- **WHAT IS REQUIRED**:
For each line below, write it out exactly as it appears.
[RECORDS FOR THE EXERCISE Boundary: Start]
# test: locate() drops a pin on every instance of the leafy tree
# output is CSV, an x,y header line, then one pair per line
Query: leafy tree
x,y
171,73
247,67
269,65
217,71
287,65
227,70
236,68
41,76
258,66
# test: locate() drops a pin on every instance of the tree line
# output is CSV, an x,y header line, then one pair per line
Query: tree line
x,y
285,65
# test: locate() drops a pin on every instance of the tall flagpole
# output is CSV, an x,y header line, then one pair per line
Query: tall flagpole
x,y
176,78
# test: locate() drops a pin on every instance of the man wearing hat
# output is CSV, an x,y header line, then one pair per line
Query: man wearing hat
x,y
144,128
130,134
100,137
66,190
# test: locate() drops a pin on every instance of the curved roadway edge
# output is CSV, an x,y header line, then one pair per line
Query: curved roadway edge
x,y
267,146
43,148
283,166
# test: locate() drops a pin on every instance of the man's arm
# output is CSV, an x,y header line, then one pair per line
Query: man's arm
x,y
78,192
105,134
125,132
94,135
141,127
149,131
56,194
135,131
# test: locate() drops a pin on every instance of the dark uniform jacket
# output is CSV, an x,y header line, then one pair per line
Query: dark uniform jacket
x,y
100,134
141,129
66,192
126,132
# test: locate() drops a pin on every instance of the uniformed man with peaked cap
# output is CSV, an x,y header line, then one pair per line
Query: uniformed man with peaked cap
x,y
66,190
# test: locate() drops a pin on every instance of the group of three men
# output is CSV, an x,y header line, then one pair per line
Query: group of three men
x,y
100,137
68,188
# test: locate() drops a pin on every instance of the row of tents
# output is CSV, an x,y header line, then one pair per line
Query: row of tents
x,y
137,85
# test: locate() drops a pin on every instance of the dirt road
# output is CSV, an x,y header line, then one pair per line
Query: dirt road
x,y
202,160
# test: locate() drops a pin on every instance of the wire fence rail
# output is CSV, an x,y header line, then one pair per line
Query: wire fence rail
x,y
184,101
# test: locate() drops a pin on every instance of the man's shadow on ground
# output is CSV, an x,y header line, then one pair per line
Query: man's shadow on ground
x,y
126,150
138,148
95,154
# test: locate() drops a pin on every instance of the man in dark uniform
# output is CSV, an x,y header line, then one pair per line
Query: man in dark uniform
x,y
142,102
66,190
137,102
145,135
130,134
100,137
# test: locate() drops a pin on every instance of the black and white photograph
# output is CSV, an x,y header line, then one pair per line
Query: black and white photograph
[RECORDS FOR THE EXERCISE Boundary: End]
- **ANSWER TO THE PROBLEM**:
# test: locate() drops a pin on every instance of the leafy tree
# output is CSV, an x,y header line, then one pair per line
Query: leafy tree
x,y
171,73
247,67
269,65
217,71
287,65
227,70
236,68
41,76
258,66
# test: locate() drops a pin on every instance of the tree line
# output is CSV, an x,y header line, then one pair per line
Query: tree line
x,y
285,65
# test: locate() drops a pin on every instance of the tall flagpole
# output is CSV, an x,y header line, then one pair per line
Query: tall flagpole
x,y
176,78
# test: locate() drops a pin on every instance of the man wearing hat
# output is CSV, an x,y header line, then one pair per line
Query: man wearing hat
x,y
144,128
130,134
100,137
66,190
# test: locate() drops a pin on every instance of the curved roadway edge
# output is CSV, an x,y header line, then one pair per line
Query: curved roadway edge
x,y
267,146
43,148
283,166
# test: locate() drops a pin on every instance of the man's arm
# output is CSV, an x,y header line, then one pair per line
Query: man's arm
x,y
78,192
105,134
125,132
94,135
141,127
149,131
56,194
135,131
# test: locate() drops a pin on every instance of the dark uniform jacket
# output is CSV, an x,y header line, then one pair per line
Query: dark uniform jacket
x,y
100,134
141,129
66,192
126,132
# test: locate() drops a pin on every instance of the uniformed man with peaked cap
# output is CSV, an x,y header line, then one pair per line
Query: uniformed man with peaked cap
x,y
66,190
# test: locate() drops a pin on every instance of the group of three men
# output is CSV, an x,y header line, then one pair per line
Query: group of three men
x,y
100,137
68,188
# test: locate() drops a pin on every instance of the row of tents
# output is CSV, an x,y header line, then one pair per line
Query: row of tents
x,y
137,85
# test: locate() drops a pin on every instance of the dirt road
# output is CSV, an x,y header line, then one pair per line
Query: dirt road
x,y
202,160
# test: locate() drops a pin on every instance of the wire fence rail
# output is CSV, an x,y header line, then one pair per line
Query: wire fence rail
x,y
184,101
# test: locate() drops a pin on every instance of the man's shadow on ground
# output is CSV, an x,y header line, then one pair per line
Query: man's shadow on ground
x,y
126,150
138,148
95,154
# test: locate() drops a pin on every instance of the man in dark uniform
# output is CSV, an x,y header line, then one pair per line
Query: man in dark uniform
x,y
142,102
66,190
137,102
145,135
130,134
100,137
# test: locate() drops a pin on every instance of the black and white photograph
# output is CSV, an x,y header line, then one pair per line
Query: black and white photograph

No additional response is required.